* **What you will do**: Please pick up the blog post on why at-risk kids behave so badly and continue it from its last sentence.

Wednesday, February 07, 2007

Why do at-risk kids behave so badly?

Why do at-risk kids behave so badly? Why are they (almost as a rule) promiscuous? Why do they develop drug habits? Why do they commit crimes? Why can't they just abandon observances without also acting out?

An interesting explanation appears in "Are Our Children too Wordly?", an essay by Aharon Hersh Fried scheduled to appear in the next edition of Hakira: The Flatbush Journal of Jewish Law and Thought (Basicly, he argues that kids who are taught to hate the outside world, never learn the difference between what is good, and what is bad about the outside world. As a result, once they decide to leave the Torah world, they behave like low-class trash. And why do they leave in the first place? Any number of reasons, though the article argues, succefully in my opinion, that curious kids leave because the Torah world refuses to acknowledge their questions while treating them with disrespect for having questions in the first place.) Money quote:

It would seem that our efforts to close the “tzu offene oigen” of our youth have been only half successful. Unfortunately we are reaping the wrong half. Many of our youth today have little understanding of the global context, the nature, and the values that drive secular thinking and of the worlds of business, politics, interpersonal relations, culture, and the like. This knowledge would be helpful to them in navigating that world. [Unfortunately, the yeshivot generally do a poor job teaching history, english and science -DB]

Yet many of them are unfortunately, quite familiar with the crassest forms of entertainment and enticements of that world, and that, in a most naïve and simplistic fashion. When we fence out the non-Jewish world completely, we fail to give our children some of the basic knowledge, values, and criteria used in general society to discern between what is refined and what is crass, between what is esthetically pleasing and what is just flashy, and between what is acceptable and what is abhorrent. In their ignorance, and in the throes of their passions, our “unprotected” youth, once they have dared to open the gates that have kept them penned inside our world (and have earned the appellation “Children at Risk”), make a mad dash for the lowest forms of culture and entertainment in the secular world, and in their ignorant minds rationalize, justify, and validate their behaviors by telling themselves that they are doing what is done and approved of by all those “smart, intelligent goyim who, by dint of their intelligence and wisdom, make things happen, invent things, and run the world.”

* **Supplied material**:
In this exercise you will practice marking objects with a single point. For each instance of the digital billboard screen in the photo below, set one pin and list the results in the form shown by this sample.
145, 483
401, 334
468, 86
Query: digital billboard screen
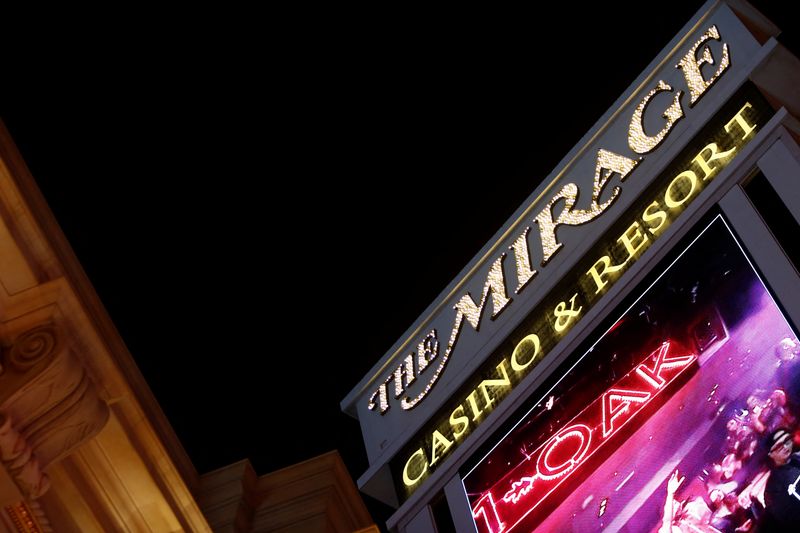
667, 421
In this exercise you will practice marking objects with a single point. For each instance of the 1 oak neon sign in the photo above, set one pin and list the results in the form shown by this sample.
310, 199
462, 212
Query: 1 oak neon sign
524, 487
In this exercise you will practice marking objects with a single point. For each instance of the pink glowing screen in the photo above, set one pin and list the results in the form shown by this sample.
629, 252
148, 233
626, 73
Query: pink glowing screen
690, 378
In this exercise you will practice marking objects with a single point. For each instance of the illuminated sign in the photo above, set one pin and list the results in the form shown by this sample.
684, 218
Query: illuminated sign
696, 371
556, 460
422, 368
722, 139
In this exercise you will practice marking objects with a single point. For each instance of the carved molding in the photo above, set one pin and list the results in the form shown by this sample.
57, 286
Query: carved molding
20, 462
28, 517
50, 400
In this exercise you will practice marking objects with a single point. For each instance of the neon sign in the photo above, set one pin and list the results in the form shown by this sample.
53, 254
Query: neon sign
524, 487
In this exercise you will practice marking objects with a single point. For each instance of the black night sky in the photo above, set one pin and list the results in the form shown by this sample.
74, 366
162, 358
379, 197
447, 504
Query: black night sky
264, 205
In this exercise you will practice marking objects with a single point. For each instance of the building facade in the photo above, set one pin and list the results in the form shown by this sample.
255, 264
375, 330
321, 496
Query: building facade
84, 445
627, 342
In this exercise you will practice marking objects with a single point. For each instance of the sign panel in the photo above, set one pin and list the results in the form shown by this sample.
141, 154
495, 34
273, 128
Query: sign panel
661, 421
715, 147
595, 183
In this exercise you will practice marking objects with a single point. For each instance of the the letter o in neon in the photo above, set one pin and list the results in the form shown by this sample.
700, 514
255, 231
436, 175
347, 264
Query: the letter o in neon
576, 432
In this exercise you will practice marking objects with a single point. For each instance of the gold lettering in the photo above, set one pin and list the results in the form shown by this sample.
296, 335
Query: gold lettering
597, 276
457, 419
523, 348
740, 121
404, 375
439, 440
649, 215
505, 382
382, 393
608, 163
473, 403
495, 284
408, 480
687, 192
703, 163
691, 65
638, 140
627, 240
427, 350
523, 260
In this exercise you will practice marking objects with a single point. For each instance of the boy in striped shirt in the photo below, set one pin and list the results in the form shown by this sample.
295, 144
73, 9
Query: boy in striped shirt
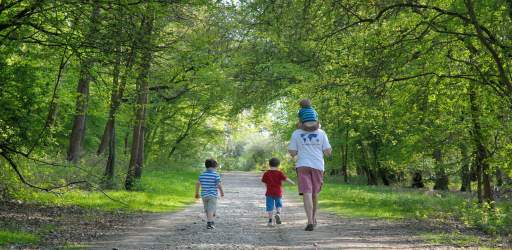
209, 182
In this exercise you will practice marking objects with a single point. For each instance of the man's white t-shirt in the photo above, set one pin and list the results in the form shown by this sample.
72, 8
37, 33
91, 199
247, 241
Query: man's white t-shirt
310, 148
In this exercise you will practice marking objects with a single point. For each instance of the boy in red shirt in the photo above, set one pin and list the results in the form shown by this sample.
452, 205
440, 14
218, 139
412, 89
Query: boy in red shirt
273, 179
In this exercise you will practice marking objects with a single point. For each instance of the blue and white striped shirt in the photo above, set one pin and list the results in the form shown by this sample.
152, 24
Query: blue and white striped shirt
308, 114
209, 180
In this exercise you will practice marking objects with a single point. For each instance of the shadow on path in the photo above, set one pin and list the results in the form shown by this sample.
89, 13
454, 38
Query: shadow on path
241, 224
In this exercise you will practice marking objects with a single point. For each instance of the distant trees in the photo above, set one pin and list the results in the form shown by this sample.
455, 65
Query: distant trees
405, 89
77, 75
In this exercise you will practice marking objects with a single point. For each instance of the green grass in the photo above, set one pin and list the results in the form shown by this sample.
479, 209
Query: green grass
158, 191
11, 237
402, 203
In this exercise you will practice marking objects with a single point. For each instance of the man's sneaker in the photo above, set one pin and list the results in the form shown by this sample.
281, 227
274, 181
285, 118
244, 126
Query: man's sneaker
278, 219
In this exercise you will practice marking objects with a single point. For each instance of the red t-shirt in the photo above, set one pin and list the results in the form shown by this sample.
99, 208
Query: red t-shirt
273, 179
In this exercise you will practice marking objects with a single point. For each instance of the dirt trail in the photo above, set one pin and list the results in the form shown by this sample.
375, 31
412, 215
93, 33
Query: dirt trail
241, 224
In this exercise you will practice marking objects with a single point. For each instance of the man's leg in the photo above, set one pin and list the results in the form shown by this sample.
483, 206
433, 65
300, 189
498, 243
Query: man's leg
308, 206
270, 209
315, 207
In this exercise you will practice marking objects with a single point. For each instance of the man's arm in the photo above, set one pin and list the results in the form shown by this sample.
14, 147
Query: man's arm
293, 153
328, 152
198, 185
290, 181
219, 186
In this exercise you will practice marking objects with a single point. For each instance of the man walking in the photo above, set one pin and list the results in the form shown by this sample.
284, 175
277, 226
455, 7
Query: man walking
310, 148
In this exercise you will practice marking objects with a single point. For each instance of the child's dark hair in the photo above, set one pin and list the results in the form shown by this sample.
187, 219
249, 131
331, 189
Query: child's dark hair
274, 162
210, 163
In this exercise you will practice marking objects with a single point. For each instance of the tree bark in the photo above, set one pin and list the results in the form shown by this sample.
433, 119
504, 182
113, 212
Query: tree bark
442, 181
417, 180
482, 153
116, 97
77, 135
137, 149
465, 171
365, 166
344, 159
109, 168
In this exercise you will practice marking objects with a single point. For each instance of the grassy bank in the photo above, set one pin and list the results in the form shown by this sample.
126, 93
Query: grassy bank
158, 191
12, 237
402, 203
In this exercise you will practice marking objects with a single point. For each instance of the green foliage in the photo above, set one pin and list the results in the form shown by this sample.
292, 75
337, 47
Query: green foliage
16, 237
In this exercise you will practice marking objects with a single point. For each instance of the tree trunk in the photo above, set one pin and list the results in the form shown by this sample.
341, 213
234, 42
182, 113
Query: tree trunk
417, 180
344, 159
465, 172
117, 95
77, 135
482, 153
499, 177
442, 181
365, 166
137, 149
109, 168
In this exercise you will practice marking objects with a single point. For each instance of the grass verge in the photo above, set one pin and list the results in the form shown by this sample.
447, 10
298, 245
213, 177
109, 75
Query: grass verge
402, 203
17, 237
158, 191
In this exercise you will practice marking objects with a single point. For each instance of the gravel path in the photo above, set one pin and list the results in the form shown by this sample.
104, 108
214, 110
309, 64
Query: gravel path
241, 224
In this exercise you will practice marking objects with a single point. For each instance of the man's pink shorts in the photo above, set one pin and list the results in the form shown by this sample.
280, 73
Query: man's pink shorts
310, 180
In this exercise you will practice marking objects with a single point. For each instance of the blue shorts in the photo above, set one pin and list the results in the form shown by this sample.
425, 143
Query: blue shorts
273, 201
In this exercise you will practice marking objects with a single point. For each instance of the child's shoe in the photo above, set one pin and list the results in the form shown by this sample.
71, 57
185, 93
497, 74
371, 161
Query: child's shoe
278, 219
269, 223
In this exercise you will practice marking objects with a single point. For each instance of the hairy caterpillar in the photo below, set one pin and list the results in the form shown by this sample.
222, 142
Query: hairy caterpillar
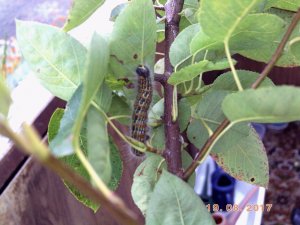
141, 106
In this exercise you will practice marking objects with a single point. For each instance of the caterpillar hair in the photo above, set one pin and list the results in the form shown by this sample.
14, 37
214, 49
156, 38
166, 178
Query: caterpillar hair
141, 106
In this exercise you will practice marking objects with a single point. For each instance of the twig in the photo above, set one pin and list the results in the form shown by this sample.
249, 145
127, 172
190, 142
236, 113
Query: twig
35, 147
172, 153
203, 152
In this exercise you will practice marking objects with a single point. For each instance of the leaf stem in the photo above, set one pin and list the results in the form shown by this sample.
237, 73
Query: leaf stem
206, 148
233, 70
172, 152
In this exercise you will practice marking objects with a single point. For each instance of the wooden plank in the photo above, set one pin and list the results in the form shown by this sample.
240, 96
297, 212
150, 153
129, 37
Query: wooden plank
38, 197
14, 159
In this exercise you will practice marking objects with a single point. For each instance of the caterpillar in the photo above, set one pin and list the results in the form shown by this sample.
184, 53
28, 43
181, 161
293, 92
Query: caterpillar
141, 106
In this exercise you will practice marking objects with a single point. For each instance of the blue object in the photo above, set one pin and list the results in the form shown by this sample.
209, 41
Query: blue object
260, 129
222, 188
296, 216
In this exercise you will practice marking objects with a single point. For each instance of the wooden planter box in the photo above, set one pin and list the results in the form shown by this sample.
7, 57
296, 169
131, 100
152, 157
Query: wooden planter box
32, 195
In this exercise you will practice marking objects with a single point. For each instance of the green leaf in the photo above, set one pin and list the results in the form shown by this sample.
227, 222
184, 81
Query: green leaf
144, 180
61, 144
220, 18
54, 123
57, 59
119, 107
184, 114
173, 202
98, 144
117, 10
291, 5
133, 38
5, 99
117, 167
147, 175
226, 81
81, 10
265, 53
238, 149
295, 47
265, 105
75, 164
103, 97
180, 50
245, 159
202, 41
252, 35
190, 72
97, 65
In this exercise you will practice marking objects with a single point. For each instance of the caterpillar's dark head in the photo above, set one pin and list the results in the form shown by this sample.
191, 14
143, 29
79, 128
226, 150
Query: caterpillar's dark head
143, 71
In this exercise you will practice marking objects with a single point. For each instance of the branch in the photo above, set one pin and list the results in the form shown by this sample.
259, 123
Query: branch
30, 143
172, 153
203, 152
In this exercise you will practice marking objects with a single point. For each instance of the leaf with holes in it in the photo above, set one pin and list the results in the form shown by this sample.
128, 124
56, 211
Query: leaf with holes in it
231, 21
147, 175
96, 71
190, 72
173, 202
264, 105
220, 18
61, 144
5, 99
238, 149
74, 162
133, 38
81, 10
57, 59
226, 81
265, 53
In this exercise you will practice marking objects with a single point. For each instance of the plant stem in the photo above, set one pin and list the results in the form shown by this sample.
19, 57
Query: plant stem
31, 144
235, 76
207, 146
172, 153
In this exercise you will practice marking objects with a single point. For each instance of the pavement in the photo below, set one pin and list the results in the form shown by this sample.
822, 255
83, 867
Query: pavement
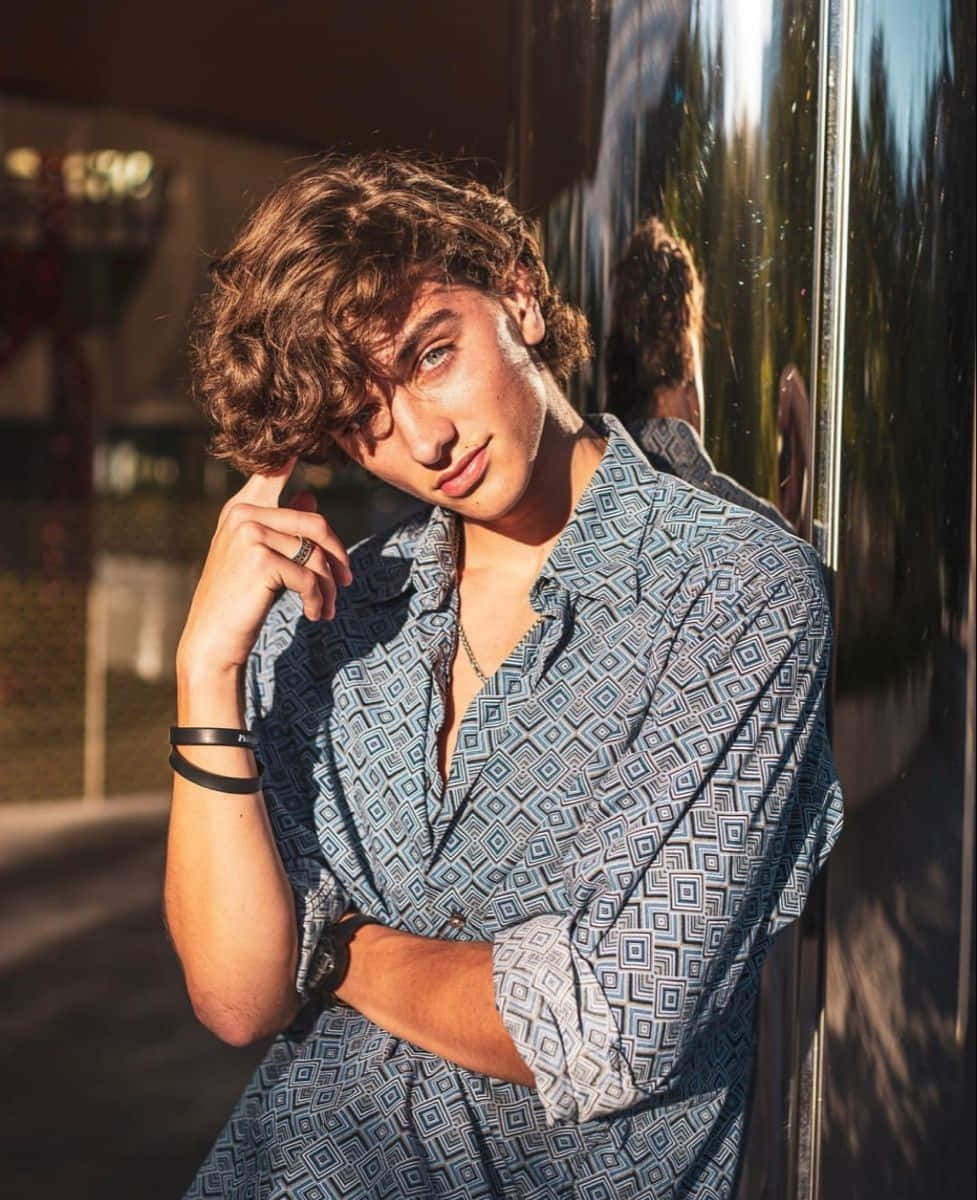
109, 1087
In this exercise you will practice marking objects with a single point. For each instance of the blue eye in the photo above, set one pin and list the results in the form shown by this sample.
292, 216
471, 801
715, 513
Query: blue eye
435, 357
360, 420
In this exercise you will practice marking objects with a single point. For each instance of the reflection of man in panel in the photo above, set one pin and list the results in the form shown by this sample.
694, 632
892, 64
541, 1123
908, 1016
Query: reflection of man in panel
544, 767
654, 361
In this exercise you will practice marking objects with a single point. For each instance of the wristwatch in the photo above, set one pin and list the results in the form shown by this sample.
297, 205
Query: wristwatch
330, 960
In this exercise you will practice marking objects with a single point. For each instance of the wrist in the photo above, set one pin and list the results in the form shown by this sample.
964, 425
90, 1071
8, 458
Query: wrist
208, 695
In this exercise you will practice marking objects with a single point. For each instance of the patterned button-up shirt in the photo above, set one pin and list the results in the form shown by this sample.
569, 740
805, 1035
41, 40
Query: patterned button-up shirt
639, 799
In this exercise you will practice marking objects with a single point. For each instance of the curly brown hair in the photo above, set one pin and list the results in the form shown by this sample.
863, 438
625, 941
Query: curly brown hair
657, 315
282, 346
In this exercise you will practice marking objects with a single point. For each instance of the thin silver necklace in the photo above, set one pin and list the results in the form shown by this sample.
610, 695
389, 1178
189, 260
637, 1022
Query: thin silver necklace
462, 636
471, 653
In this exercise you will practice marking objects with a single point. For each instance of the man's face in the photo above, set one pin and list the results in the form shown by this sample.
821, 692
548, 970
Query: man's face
461, 426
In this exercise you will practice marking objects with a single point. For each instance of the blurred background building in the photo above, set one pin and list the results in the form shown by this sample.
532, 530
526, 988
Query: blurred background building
819, 157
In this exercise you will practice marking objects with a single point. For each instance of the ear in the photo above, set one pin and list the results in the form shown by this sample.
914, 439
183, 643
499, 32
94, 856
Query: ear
521, 301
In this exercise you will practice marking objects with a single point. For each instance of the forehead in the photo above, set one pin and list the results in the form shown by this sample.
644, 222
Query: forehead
430, 304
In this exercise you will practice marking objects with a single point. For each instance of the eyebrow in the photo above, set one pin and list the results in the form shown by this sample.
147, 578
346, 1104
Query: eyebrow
417, 335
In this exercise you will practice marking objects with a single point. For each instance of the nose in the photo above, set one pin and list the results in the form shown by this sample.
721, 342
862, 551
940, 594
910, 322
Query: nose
426, 430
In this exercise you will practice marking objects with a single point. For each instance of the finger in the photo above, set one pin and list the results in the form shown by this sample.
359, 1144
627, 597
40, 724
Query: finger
299, 525
267, 486
329, 571
263, 489
304, 502
306, 583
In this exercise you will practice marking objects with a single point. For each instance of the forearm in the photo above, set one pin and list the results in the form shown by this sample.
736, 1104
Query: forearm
228, 903
436, 994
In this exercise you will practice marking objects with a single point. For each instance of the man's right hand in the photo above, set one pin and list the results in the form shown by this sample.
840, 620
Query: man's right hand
249, 563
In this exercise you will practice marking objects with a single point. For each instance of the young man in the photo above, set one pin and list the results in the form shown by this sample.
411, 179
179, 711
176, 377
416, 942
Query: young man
544, 768
654, 363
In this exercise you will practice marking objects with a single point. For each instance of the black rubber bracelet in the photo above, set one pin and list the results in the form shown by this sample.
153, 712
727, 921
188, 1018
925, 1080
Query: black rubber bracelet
205, 736
232, 784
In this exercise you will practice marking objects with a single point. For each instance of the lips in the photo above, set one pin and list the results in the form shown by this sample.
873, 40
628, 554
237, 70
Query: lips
466, 474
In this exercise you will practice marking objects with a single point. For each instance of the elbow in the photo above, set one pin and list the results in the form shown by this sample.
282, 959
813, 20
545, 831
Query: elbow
243, 1026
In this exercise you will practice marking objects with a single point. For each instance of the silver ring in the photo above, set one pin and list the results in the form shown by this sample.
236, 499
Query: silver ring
304, 552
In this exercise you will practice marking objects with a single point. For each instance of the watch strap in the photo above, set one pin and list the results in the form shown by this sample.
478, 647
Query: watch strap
341, 935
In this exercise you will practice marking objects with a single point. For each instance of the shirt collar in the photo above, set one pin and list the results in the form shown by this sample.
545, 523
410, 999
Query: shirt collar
594, 556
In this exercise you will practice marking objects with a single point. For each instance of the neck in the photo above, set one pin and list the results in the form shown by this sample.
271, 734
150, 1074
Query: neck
568, 456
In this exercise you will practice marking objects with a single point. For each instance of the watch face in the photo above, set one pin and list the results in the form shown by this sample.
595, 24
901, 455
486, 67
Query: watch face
323, 961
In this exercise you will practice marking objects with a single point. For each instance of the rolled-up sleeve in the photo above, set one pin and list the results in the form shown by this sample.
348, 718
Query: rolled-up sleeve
291, 786
700, 843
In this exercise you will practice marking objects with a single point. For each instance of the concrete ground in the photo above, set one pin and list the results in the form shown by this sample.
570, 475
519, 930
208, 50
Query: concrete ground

* **Response to this task**:
Little do they realize that the goyim whose technological prowess they’ve come to admire wouldn’t want to be caught dead in the cheap and crass environment that some of our disenchanted youth habituate. Our youth think that once they have freed themselves from the strictures of their own world, they have entered a world free of strictures of even basic human ethics, or at least of pretensions to them. And why shouldn’t they think so? Have we not taught them that the whole world is decadent? Is it not only natural that when finding themselves wanting to join and engage with that larger world, they should seek out the decadent?

Our children should be made aware of the existence of “low” and “high” culture in the world “out there.” They should be made aware that there are normative rules of propriety, of derech eretz, that no upstanding Gentile would violate. And they should be given enough self-respect to, at the very least want to keep from sinking lower than the normative values of the general society.

The rest of the essay is every bit as good, and includes direct quotes from noted Gedolim which seem to argue/suggest that all of the yeshivos everywhere are doing things contrary to how the cited Gedolim would have wanted. Really explosive stuff.